Content starts

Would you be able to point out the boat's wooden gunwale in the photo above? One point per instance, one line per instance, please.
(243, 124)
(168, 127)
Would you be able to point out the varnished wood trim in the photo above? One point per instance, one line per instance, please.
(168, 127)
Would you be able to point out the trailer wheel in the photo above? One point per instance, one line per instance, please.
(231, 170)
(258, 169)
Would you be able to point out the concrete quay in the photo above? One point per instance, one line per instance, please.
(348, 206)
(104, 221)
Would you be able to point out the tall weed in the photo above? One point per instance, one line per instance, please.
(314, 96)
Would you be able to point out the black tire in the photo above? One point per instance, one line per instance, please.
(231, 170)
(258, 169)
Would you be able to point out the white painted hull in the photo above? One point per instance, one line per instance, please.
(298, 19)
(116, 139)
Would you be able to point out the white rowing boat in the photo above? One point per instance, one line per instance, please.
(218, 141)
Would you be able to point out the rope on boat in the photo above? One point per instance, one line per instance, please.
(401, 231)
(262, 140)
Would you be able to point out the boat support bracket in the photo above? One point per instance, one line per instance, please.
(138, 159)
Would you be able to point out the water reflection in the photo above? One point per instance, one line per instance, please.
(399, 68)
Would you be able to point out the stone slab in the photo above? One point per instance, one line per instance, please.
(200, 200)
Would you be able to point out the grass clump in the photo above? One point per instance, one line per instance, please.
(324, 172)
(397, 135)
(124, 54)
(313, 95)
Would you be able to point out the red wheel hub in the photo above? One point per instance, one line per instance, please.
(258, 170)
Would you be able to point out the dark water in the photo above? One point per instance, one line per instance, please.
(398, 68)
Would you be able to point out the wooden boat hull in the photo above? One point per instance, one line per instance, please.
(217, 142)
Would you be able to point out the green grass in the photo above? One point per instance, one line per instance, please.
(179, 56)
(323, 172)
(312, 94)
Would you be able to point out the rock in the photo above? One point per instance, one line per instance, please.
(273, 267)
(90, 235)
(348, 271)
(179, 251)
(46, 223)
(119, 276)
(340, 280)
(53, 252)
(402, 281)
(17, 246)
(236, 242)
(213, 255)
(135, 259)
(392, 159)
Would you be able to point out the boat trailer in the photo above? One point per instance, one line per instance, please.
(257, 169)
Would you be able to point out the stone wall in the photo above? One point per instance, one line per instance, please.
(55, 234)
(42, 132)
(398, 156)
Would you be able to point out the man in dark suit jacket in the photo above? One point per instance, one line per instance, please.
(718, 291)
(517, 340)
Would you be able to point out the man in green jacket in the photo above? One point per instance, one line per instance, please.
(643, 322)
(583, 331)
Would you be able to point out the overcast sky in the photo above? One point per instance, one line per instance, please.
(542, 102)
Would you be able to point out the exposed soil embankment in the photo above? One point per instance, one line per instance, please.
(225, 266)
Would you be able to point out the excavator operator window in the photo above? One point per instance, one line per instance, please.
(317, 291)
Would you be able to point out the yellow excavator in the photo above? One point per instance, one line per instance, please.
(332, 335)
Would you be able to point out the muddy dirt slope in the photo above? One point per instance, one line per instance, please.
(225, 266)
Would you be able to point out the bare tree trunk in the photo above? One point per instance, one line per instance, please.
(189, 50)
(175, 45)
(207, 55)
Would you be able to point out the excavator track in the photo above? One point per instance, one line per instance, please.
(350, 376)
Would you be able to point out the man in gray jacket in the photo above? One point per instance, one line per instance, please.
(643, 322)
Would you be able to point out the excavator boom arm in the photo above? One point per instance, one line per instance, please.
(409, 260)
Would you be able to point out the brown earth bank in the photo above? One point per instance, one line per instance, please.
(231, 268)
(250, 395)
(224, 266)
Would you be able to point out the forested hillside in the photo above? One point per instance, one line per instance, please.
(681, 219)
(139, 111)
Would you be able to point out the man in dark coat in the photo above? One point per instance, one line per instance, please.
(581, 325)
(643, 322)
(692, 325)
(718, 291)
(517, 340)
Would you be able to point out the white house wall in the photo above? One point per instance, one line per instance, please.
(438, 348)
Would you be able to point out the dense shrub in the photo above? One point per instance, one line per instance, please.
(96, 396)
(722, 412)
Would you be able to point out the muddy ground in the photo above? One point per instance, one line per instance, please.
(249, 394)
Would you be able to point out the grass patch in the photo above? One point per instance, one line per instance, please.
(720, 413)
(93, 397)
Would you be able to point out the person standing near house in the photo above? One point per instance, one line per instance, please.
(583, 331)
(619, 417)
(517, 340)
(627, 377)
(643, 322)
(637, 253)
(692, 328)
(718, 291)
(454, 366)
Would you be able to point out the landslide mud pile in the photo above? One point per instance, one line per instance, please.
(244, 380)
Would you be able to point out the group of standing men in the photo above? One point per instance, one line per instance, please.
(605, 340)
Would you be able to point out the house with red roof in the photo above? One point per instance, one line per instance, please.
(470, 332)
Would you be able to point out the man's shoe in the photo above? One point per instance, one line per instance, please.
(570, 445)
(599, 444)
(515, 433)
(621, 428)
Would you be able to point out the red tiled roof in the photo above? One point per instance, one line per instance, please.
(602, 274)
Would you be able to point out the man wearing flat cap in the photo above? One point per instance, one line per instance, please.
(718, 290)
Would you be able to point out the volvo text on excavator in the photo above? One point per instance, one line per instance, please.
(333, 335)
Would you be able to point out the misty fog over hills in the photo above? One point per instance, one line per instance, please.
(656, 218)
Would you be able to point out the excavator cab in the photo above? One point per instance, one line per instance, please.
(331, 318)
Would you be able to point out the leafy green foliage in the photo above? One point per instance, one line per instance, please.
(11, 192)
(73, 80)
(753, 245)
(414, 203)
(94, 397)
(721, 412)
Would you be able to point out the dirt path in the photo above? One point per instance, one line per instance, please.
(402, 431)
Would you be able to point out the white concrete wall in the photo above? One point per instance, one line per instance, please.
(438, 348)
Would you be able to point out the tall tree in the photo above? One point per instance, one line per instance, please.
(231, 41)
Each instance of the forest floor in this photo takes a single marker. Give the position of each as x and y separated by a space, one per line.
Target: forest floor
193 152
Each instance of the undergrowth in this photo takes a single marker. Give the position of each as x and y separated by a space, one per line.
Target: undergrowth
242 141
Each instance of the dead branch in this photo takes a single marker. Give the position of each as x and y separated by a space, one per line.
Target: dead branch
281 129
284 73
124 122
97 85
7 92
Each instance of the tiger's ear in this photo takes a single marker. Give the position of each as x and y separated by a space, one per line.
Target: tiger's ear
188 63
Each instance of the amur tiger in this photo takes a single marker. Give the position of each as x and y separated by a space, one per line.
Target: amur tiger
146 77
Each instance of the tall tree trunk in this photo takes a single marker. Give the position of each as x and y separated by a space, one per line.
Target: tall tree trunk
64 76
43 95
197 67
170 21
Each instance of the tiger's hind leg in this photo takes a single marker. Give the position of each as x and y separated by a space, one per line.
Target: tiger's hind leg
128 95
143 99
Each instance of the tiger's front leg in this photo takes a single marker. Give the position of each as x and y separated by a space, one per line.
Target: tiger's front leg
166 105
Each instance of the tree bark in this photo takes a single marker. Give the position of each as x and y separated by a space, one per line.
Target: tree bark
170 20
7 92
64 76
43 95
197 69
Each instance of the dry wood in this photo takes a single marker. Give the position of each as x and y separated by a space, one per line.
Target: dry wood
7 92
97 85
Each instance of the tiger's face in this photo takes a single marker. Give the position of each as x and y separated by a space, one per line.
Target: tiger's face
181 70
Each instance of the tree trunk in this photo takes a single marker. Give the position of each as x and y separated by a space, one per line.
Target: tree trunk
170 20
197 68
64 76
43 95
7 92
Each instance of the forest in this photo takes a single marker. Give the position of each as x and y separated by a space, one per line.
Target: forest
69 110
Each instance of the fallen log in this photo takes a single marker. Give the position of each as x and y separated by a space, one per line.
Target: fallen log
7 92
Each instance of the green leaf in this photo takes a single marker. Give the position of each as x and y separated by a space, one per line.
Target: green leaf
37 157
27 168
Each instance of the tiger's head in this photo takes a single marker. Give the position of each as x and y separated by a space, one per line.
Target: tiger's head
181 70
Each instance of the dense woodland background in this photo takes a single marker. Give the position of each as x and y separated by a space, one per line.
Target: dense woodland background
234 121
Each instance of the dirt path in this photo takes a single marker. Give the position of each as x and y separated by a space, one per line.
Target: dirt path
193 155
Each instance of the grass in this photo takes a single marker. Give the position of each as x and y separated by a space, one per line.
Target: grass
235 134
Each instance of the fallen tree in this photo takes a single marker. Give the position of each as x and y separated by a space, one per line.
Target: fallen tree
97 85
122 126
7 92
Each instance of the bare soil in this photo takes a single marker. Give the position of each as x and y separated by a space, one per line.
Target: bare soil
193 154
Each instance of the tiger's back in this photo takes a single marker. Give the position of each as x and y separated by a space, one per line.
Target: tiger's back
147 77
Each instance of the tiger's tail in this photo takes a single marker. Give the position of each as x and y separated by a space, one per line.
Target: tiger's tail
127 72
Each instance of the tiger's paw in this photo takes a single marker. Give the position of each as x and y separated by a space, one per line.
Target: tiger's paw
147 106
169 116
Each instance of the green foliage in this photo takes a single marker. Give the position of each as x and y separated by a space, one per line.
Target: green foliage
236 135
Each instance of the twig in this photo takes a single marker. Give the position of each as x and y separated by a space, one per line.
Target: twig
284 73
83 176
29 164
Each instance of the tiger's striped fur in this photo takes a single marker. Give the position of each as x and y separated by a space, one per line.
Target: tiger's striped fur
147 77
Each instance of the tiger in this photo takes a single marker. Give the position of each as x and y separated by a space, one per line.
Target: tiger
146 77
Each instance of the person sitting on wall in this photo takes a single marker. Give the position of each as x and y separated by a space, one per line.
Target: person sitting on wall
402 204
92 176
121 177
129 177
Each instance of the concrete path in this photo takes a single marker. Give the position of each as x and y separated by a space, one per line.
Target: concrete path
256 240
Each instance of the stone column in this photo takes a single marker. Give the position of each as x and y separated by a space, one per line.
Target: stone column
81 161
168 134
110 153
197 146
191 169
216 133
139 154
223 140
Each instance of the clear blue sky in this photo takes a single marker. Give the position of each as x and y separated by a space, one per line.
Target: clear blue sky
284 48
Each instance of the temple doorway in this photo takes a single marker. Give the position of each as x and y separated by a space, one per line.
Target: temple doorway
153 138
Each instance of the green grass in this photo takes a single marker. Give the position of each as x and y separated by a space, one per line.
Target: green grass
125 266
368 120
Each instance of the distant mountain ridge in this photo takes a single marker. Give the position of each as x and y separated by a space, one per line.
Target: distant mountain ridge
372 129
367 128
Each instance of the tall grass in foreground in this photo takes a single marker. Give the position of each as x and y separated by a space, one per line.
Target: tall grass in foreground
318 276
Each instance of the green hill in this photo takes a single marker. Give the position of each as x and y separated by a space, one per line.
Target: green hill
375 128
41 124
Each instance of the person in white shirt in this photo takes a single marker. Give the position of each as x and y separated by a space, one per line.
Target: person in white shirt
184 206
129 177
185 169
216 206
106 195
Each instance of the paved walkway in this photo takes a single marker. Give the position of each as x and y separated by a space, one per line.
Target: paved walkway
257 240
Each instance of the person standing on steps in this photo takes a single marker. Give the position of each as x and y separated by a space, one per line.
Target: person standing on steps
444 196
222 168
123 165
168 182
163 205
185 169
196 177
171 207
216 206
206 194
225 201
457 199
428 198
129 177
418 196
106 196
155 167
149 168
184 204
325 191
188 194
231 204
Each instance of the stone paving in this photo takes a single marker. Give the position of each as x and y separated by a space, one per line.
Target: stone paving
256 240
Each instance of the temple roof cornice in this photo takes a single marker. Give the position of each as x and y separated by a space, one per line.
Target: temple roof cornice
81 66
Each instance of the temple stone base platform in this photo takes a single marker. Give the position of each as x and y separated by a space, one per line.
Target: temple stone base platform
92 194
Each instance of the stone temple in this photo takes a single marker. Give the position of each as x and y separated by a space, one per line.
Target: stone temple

Content ends

* [Aim of the task]
Looking back over the data above, restate word for word the lines that begin at the line with "Target: green foliage" and end at the line with "Each instance of the stone column", inclusive.

* [Result of the task]
Target: green foliage
236 135
Each instance of the twig in this photo takes a single marker. Give the position of each as x and y separated by a space, one per line.
Target: twig
284 73
83 176
29 164
Each instance of the tiger's striped fur in this photo takes a single marker. Give the position of each as x and y separated by a space, one per line.
Target: tiger's striped fur
147 77
Each instance of the tiger in this photo takes a single marker. Give the position of each as x and y separated by a space, one per line.
Target: tiger
146 77
Each instance of the person sitting on wall in this photo takes a single marker. Give the position of each as x and y separated by a space, one per line.
Target: person sitting on wall
402 204
92 176
121 177
129 177
Each instance of the concrete path in this photo takes a single marker. Give the position of each as x and y separated by a space, one per line.
Target: concrete path
256 240
Each instance of the stone column in this photo takes a single marker. Give the position of each as x and y separated by a space, one per line.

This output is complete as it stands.